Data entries

********

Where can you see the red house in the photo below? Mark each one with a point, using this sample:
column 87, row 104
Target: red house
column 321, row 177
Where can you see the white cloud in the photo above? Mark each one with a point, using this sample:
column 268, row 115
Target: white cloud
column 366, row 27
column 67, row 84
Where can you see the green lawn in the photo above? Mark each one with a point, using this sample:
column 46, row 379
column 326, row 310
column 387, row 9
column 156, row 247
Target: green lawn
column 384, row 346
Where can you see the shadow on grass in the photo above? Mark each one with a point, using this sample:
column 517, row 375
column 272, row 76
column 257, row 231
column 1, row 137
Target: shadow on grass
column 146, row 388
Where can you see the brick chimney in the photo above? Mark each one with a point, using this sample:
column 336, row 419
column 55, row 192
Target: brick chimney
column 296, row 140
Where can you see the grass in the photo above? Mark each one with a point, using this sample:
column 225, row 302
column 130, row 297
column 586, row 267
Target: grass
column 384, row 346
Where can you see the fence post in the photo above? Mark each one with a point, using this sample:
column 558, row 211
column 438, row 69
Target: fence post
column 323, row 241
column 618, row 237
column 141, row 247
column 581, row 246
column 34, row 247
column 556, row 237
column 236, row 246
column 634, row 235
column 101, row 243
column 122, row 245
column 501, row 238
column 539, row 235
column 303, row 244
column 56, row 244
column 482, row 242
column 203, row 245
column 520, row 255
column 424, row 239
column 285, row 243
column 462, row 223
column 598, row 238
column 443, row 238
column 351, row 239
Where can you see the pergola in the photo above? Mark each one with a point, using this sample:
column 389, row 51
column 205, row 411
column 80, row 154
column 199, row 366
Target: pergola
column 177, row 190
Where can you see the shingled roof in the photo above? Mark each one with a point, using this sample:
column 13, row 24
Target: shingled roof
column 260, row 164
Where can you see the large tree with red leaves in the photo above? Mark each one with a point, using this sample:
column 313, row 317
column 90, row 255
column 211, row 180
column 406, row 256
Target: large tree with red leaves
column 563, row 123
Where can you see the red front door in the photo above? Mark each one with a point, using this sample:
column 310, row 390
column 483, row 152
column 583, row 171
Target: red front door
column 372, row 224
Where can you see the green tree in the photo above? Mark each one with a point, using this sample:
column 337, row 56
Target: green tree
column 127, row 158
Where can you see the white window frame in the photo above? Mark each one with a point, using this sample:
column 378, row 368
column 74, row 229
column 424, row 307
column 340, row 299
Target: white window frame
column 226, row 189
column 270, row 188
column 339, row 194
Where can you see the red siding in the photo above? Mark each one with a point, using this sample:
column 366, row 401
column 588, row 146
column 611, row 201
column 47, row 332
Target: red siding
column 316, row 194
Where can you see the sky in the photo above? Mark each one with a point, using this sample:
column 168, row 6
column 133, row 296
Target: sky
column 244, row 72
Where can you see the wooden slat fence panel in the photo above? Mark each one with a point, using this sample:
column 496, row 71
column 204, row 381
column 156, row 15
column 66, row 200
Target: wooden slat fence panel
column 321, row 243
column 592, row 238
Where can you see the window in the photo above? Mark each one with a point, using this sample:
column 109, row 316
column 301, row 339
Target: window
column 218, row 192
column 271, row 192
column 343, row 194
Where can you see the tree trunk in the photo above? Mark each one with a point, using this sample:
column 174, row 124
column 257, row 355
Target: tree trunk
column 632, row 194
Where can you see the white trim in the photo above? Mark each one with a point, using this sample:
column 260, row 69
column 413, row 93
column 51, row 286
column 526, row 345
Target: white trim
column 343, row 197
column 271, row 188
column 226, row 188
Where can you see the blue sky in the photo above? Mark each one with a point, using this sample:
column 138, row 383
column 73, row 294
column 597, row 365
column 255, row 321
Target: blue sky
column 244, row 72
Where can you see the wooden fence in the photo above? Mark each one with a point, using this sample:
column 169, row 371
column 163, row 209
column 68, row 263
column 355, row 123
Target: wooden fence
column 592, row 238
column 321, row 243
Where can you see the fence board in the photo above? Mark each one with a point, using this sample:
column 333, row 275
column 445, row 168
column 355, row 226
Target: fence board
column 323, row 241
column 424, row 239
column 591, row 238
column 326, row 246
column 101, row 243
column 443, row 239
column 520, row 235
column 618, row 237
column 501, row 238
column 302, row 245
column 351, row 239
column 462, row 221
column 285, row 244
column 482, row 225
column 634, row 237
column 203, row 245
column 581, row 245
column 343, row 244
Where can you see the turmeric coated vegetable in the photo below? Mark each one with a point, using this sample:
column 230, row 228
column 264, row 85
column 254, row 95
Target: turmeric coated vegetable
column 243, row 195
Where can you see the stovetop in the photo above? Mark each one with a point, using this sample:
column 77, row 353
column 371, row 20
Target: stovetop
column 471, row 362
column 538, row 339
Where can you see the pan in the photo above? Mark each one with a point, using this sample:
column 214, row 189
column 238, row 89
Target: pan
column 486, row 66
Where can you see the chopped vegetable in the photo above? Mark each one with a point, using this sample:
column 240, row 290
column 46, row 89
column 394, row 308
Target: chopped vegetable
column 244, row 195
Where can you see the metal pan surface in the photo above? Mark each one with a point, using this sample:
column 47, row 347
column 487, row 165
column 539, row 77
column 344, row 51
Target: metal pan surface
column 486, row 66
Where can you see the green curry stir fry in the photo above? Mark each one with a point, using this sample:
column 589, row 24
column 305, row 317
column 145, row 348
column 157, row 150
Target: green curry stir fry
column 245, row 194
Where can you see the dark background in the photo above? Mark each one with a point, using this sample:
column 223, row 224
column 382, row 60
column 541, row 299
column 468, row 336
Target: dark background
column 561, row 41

********

| Exercise directions |
Exactly the lines above from the one with "column 355, row 226" to the one with "column 214, row 189", both included, are to be quoted; leave the rest out.

| Finished task |
column 355, row 226
Target: fence board
column 323, row 241
column 424, row 239
column 591, row 238
column 326, row 246
column 101, row 243
column 443, row 239
column 520, row 235
column 618, row 237
column 501, row 238
column 302, row 245
column 351, row 239
column 462, row 221
column 285, row 244
column 482, row 225
column 634, row 237
column 203, row 245
column 581, row 245
column 343, row 244
Where can you see the turmeric coated vegetable in the photo below? Mark each one with a point, using this sample:
column 230, row 228
column 264, row 85
column 254, row 95
Target: turmeric coated vegetable
column 243, row 195
Where can you see the stovetop in the photo above? Mark each one with a point, using this sample:
column 77, row 353
column 371, row 20
Target: stovetop
column 471, row 362
column 538, row 339
Where can you see the pan in the photo above? Mark each one with a point, using this sample:
column 214, row 189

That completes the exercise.